* _WORK INSTRUCTIONS_:
From the entries that follow, copy every line with the word "optional".

* _DATASET CONTENT_:
* * * * * * *

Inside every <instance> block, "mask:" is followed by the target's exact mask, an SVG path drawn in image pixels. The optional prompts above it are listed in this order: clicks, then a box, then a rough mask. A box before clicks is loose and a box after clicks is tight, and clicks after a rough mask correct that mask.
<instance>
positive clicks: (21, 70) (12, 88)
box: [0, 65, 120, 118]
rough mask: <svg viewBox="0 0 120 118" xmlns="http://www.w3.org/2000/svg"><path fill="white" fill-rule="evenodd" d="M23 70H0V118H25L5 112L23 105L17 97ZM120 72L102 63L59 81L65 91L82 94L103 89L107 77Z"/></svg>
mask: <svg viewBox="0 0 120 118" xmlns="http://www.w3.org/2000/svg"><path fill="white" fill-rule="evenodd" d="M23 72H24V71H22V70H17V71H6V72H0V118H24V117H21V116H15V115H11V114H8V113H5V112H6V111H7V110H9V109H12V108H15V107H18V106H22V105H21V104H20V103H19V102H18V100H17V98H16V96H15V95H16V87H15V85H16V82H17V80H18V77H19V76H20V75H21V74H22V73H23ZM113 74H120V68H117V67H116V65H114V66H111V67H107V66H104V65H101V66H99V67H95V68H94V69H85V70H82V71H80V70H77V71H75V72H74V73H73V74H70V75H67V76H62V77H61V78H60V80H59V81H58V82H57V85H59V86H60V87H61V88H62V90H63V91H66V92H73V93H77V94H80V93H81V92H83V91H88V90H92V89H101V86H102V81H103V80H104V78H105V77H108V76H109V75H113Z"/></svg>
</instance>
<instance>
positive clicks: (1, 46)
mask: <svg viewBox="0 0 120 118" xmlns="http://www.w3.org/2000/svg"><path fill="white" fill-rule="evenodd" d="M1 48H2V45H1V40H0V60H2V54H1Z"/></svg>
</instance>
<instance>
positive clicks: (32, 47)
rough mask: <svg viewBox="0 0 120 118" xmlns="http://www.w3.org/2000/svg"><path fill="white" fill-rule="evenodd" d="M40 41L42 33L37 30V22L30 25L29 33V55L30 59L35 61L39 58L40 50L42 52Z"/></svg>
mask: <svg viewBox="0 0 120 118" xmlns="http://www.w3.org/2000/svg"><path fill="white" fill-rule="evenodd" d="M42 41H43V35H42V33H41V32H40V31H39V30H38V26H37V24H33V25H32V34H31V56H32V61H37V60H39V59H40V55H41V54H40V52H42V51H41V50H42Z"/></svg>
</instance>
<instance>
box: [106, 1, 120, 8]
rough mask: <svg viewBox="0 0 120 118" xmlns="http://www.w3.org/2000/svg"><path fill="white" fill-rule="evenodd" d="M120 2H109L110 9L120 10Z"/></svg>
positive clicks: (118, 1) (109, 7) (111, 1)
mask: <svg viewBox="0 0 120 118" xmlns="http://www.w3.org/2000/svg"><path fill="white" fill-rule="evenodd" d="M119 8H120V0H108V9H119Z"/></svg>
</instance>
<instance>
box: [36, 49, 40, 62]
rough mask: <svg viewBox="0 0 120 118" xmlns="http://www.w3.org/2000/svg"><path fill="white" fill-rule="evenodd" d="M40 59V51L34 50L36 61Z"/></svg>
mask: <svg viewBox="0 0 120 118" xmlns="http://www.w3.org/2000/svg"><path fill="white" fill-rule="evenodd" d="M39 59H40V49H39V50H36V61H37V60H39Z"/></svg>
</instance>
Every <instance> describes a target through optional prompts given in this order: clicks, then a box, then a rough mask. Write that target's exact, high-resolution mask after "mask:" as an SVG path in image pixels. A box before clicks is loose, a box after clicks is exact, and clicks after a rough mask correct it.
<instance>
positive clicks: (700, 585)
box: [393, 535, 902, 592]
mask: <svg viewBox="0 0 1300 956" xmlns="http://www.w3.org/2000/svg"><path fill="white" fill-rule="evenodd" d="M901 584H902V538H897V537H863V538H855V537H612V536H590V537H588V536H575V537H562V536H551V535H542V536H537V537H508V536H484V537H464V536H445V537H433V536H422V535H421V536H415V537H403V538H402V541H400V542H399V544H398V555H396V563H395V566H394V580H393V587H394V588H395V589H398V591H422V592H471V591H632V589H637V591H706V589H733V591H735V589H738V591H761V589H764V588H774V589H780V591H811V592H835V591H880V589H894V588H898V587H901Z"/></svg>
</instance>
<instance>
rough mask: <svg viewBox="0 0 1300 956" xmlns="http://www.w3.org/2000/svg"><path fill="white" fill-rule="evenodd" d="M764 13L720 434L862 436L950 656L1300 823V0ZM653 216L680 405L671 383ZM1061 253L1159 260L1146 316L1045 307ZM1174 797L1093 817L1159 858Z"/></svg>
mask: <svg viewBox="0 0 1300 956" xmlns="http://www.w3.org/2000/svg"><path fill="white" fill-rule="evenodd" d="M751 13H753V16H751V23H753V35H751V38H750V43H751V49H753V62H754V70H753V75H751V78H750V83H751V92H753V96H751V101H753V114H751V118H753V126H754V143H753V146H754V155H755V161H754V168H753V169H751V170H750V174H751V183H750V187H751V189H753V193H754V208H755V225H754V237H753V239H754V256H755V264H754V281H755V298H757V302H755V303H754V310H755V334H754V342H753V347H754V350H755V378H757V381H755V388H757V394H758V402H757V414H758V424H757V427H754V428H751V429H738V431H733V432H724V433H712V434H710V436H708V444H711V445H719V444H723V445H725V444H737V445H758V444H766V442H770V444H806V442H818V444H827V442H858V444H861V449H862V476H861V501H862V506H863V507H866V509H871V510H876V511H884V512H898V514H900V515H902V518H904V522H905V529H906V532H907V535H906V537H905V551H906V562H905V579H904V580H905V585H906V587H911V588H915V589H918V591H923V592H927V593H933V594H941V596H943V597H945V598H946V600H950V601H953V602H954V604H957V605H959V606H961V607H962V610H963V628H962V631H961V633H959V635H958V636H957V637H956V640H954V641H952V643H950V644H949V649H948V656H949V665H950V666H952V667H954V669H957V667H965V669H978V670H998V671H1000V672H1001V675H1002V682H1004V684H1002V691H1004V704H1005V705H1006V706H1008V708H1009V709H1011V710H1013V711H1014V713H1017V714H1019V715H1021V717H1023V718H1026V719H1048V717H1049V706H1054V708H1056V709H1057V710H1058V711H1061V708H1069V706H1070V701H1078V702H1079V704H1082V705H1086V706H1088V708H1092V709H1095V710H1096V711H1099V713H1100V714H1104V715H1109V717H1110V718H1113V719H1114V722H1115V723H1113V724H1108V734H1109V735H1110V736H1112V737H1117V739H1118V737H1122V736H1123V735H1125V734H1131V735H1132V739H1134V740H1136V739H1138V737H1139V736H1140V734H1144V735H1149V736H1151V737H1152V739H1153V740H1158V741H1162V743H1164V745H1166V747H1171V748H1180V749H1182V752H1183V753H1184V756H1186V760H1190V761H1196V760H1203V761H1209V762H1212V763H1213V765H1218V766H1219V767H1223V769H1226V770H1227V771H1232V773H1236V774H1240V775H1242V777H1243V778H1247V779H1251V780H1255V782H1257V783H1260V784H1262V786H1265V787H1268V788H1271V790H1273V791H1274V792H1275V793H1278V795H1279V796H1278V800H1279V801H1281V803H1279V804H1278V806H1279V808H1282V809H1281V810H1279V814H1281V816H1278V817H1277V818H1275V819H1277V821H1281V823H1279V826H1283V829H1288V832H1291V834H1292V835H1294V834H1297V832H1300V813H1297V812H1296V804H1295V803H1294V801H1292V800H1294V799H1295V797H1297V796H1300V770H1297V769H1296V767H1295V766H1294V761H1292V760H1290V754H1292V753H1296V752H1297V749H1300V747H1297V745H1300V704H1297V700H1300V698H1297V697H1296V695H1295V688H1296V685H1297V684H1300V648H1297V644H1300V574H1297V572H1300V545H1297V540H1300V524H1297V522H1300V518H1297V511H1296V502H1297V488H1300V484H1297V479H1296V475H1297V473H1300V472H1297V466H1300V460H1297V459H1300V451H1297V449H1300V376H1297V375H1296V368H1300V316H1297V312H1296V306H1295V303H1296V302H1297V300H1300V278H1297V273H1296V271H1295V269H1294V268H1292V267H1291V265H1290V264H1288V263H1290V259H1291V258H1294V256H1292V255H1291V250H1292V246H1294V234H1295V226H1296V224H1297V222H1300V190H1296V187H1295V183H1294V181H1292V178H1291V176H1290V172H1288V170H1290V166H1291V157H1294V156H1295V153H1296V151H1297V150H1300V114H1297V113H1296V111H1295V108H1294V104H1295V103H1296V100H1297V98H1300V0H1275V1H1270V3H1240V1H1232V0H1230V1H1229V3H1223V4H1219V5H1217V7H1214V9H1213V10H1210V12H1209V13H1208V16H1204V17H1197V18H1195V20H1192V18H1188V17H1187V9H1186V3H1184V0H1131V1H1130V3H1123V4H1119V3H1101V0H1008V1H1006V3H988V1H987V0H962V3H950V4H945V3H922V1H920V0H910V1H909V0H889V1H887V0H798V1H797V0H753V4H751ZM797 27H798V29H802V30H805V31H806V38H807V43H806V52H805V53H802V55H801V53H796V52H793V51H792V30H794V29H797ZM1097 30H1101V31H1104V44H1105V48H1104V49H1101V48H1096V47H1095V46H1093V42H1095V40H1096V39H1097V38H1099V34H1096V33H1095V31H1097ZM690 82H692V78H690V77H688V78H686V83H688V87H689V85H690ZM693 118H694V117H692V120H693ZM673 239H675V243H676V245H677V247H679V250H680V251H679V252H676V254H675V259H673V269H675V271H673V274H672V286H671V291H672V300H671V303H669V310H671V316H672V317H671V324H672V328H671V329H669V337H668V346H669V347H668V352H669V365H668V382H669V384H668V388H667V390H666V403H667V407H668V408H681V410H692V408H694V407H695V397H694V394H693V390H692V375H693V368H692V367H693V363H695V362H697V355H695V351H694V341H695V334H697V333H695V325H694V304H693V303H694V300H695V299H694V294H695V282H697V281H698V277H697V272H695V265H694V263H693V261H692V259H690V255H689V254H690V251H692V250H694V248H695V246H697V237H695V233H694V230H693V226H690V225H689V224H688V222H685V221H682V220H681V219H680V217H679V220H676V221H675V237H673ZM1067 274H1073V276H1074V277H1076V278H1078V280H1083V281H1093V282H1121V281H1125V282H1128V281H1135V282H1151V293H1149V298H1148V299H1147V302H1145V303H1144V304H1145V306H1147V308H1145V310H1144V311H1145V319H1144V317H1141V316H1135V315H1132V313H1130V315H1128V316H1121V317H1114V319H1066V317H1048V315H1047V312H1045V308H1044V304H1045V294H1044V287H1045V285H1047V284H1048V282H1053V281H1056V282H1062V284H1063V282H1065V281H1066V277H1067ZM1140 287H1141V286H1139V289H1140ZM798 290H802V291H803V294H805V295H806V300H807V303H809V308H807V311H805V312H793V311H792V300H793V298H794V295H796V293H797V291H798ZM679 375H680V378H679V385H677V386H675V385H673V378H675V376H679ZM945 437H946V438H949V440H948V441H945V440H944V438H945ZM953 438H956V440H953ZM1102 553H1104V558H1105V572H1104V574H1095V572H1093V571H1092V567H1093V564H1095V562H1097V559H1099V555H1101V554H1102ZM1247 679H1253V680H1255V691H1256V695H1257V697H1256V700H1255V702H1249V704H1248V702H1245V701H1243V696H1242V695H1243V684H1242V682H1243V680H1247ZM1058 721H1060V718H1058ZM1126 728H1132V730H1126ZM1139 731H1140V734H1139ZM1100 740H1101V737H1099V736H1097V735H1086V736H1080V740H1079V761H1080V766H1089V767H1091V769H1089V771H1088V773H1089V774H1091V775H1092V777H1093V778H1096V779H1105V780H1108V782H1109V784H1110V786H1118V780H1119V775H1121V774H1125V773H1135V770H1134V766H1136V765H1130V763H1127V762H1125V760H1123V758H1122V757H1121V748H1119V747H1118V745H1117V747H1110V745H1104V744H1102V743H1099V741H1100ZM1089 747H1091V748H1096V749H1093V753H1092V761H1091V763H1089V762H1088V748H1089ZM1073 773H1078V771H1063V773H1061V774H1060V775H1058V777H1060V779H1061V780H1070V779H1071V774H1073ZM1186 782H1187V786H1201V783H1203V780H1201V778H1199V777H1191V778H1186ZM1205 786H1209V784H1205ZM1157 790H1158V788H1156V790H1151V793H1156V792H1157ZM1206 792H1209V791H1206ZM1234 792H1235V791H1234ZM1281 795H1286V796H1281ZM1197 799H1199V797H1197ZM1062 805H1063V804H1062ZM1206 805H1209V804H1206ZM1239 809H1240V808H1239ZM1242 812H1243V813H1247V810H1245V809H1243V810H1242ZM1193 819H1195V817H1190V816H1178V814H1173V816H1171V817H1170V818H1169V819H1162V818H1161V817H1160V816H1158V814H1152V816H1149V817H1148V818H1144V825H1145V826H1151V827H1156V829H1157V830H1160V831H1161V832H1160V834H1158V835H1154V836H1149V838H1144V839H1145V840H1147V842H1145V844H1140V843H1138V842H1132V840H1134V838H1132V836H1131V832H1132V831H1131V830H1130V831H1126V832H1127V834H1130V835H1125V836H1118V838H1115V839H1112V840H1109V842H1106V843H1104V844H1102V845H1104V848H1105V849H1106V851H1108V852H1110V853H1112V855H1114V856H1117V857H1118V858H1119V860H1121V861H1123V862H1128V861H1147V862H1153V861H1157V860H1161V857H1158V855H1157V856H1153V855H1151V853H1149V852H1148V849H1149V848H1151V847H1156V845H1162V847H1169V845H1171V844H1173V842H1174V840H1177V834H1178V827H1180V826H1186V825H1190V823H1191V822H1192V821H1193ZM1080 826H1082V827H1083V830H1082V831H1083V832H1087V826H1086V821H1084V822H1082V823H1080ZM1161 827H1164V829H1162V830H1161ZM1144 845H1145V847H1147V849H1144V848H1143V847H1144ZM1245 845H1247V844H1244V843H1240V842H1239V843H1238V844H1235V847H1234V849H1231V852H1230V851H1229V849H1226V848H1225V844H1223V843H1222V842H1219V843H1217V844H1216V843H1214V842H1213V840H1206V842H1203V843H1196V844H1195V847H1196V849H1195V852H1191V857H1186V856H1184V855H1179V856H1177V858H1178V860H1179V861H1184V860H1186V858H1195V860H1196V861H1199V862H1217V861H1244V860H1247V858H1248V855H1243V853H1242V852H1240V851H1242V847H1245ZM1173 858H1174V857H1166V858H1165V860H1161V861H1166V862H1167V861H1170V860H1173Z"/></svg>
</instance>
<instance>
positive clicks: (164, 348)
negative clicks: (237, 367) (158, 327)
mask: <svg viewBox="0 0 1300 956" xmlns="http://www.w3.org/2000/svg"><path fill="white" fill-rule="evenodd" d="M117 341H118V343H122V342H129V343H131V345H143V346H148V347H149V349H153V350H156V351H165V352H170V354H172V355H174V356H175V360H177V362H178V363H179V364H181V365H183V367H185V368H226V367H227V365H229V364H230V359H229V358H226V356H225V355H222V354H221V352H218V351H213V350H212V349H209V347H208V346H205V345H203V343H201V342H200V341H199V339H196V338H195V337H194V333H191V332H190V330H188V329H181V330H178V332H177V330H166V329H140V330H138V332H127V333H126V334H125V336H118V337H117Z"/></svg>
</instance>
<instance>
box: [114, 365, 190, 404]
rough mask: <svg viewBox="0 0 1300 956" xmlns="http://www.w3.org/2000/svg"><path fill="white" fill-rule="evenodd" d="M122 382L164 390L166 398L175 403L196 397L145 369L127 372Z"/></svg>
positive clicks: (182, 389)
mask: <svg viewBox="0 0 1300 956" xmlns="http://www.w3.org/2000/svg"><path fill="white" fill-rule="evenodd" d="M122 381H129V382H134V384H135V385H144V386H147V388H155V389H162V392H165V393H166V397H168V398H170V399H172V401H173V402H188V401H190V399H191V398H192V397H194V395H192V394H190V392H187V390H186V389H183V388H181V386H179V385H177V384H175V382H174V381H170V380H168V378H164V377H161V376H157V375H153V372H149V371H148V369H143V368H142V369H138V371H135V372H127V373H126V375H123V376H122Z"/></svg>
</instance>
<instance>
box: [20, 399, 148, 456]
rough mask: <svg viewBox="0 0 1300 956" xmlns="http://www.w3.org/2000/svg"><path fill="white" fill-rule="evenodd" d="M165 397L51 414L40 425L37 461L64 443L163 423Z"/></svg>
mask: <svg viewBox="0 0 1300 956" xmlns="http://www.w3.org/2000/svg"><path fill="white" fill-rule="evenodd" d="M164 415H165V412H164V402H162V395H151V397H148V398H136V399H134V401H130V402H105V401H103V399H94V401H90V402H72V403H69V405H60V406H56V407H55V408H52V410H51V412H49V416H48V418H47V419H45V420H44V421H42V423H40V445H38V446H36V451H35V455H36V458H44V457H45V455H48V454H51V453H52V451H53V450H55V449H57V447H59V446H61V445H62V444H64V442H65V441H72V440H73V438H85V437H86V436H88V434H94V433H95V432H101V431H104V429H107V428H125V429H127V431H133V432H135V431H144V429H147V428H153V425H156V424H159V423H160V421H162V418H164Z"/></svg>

* * * * * * *

* _OUTPUT FOR THIS EXERCISE_:
Inside every <instance> block, "mask:" is followed by the target's exact mask, an SVG path drawn in image pixels. The optional prompts above it are listed in this order: clicks, then a box, then a rough mask. A box before clicks is loose and a box after clicks is tight, and clicks after a rough mask correct that mask.
Every <instance> describes a target through optional prompts given in this order: clicks, then a box, then a rough mask. Write that target's exact, high-resolution mask after "mask:" as an SVG path in image pixels. A box before clicks is loose, a box after clicks is exact, and clicks after a rough mask correct it.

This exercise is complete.